■ **WHAT IS BEING ASKED**: Reproduce verbatim the passage of the text on South African citrus exports to the EU that begins at the words "At the heart" and ends after the words "claims to uphold.".

■ **TEXT PROVIDED**:
^^^^^^^^

South Africa’s citrus producers have been exporting fruit to Europe for more than 110 years. In that entire period, not a single consignment has been found to have transmitted citrus black spot to European orchards. Yet every year, EU phytosanitary regulations tied to that disease cost the South African citrus industry an estimated R4 billion, an amount that the Citrus Growers’ Association (CGA) describes as the total direct and opportunity costs the industry absorbs because of measures it regards as scientifically unjustified.

The EU remains South Africa’s largest citrus market, absorbing approximately 35% of all exports. The restrictions centre on citrus black spot (CBS) and false codling moth (FCM), two pests and disease concerns the industry, along with scientists from Brazil, Argentina, the United States, Uruguay, and Australia, argue are addressed by measures that are disproportionately trade-restrictive and not aligned with the available scientific evidence. The EU’s position rests primarily on a European Food Safety Authority assessment that has not been updated.

South Africa formally challenged the EU measures through the World Trade Organisation dispute settlement process, and that case has now reached a significant milestone. The CGA confirmed that the appointment of a WTO panel is expected in the near future, a development the association described as meaningful progress. The CGA expressed confidence in the merits of South Africa’s case and said all efforts would be directed at presenting the strongest possible argument before the panel.

The CGA has been clear that producers cannot continue to absorb what it regards as unnecessary costs while a resolution is pending. The association acknowledged and expressed appreciation for the actions already taken by the South African government in pursuing the dispute, and said it remains confident that a meaningful resolution can be achieved.

A scientific, not a political, argument

At the heart of the dispute is a straightforward claim: the EU’s measures are not grounded in science. Scientists with expert knowledge of CBS and FCM have made clear that the current EU requirements are in conflict with the available evidence and are disproportionately restrictive relative to the actual phytosanitary risk posed. What South Africa and its fellow exporting nations are asking for is not preferential access, but the application of the same science-based standards the EU claims to uphold.

^^^^^^^^

■ **INFORMATION PROVIDED**:
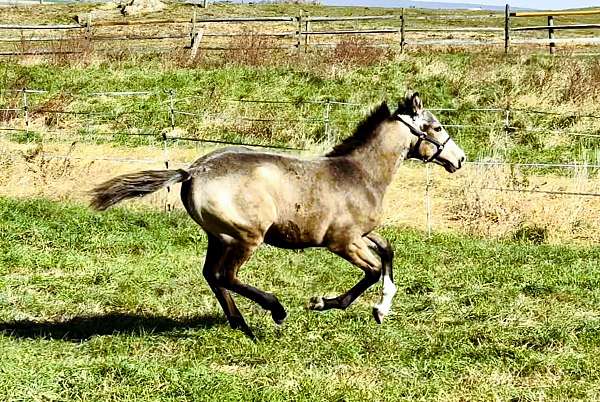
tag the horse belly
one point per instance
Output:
(289, 235)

^^^^^^^^

■ **RESULT BELOW**:
At the heart of the dispute is a straightforward claim: the EU’s measures are not grounded in science. Scientists with expert knowledge of CBS and FCM have made clear that the current EU requirements are in conflict with the available evidence and are disproportionately restrictive relative to the actual phytosanitary risk posed. What South Africa and its fellow exporting nations are asking for is not preferential access, but the application of the same science-based standards the EU claims to uphold.